(Source):
__________________________________________________

The district court found that the value that the government could recover on its tax lien was limited to Mr. Sylvester's equity in the property at the time that he conveyed it to his wife. The court explained:

The lien, in essence, vests the Government with the hope that in the debtor/taxpayer's hands his interest will appreciate in value, either due to an increase in his title or a rising real estate market. But that hope must be extinguished when the debtor/taxpayer no longer has any interest in the Property.

859 F. Supp. at 133. The court thus concluded, "the Government may receive a one-half interest in the Property valued at the time Mr. Sylvester transferred his title and interest to Mrs. Sylvester, subject to other liens or mortgages that had priority." Id. at 134. *fn3 We hold that the district court erred.

The Supreme Court long has held that:

[T]he transfer of property subsequent to the attachment of the lien does not affect the lien, for 'it is of the very nature and essence of a lien, that no matter into whose hands the property goes, it passes cum onere . . . .' Burton v. Smith, 13 Pet. 464, 483; see Michigan v. United States, 317 U.S. 338, 340.

United States v. Bess, 357 U.S. 51, 57, 78 S.Ct. 1054, 1058 (1958). Fixing the value of the lien at the time the taxpayer transfers the property certainly "affect[s] the lien," and therefore Bess prohibits it. Consequently, we will reverse the district court's judgment.

In reaching our result we note that we are not the first court of appeals to consider the effect of changes in value after a lien has attached and the property transferred. Thus, the Court of Appeals for the Ninth Circuit in Han v. United States, 944 F.2d 526 (9th Cir. 1991), considered exactly the same claim as we consider here:

A tax lien 'shall continue until the liability for the amount so assessed . . . is satisfied or becomes unenforceable by reason of lapse of time.' 26 U.S.C. Section(s) 6322 (1988). The IRS is authorized to seize liened property even if it has been sold to a third party. 26 C.F.R. 301.6331-1 (1990). Nowhere in the statutory or regulatory scheme is there a provision limiting the IRS's recovery. A lien continues unabated regardless of sale, so long as it is properly recorded.

__________________________________________________

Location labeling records
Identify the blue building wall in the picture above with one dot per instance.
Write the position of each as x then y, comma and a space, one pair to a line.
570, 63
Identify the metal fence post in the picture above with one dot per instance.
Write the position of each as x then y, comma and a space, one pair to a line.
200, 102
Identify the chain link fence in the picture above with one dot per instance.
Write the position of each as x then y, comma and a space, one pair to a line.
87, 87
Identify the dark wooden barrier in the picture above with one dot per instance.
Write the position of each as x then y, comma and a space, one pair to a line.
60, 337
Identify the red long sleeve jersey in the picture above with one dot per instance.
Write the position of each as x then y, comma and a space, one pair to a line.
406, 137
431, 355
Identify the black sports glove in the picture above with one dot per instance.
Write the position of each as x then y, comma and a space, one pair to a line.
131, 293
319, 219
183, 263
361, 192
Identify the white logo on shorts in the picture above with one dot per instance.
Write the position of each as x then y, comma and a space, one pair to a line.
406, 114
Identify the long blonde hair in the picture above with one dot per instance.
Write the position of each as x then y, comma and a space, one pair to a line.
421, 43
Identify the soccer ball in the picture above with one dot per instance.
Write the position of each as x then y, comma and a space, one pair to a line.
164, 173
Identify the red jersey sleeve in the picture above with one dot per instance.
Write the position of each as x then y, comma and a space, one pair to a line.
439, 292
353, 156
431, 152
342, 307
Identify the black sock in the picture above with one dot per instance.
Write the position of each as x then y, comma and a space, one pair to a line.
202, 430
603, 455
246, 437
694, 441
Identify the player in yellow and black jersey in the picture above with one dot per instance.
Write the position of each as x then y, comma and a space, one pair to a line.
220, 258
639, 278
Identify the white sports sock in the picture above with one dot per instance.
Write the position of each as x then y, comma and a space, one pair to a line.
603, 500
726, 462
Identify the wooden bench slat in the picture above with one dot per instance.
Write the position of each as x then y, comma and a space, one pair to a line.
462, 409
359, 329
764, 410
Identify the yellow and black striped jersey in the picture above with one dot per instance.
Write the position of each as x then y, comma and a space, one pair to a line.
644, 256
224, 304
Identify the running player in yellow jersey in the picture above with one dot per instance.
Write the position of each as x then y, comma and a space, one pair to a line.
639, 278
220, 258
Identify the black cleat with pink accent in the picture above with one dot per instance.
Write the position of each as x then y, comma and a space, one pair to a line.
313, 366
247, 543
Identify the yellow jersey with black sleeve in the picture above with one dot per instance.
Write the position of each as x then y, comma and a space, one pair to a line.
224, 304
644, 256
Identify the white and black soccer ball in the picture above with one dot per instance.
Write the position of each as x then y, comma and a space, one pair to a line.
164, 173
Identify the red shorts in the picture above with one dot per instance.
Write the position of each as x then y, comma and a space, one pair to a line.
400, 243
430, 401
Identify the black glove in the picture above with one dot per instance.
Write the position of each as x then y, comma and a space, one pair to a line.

__________________________________________________

(Set problem A):
Recast the paragraph in the opinion on the tax lien that begins "A tax lien 'shall continue" as a short bulleted list that keeps its main facts.
(Set problem B):
For each statement below, tell whether the opinion on the tax lien supports it. Answer yes or no, and quote the words from the opinion that decide it.
(i) The district court limited the government's recovery to Mr. Sylvester's equity at the time he conveyed the property to his wife.
(ii) The court of appeals upheld the district court's judgment.
(iii) In Han v. United States, the Ninth Circuit considered a claim different from the one in this case.

(Written response A):
- A tax lien continues until the assessed liability is satisfied or becomes unenforceable through lapse of time (26 U.S.C. Section(s) 6322).
- The IRS may seize liened property even after it has been sold to a third party (26 C.F.R. 301.6331-1).
- No provision in the statutes or regulations limits the IRS's recovery.
- A properly recorded lien continues unabated regardless of sale.

(Written response B):
(i) Yes: "limited to Mr. Sylvester's equity in the property at the time that he conveyed it to his wife"
(ii) No: "we will reverse the district court's judgment"
(iii) No: "considered exactly the same claim as we consider here"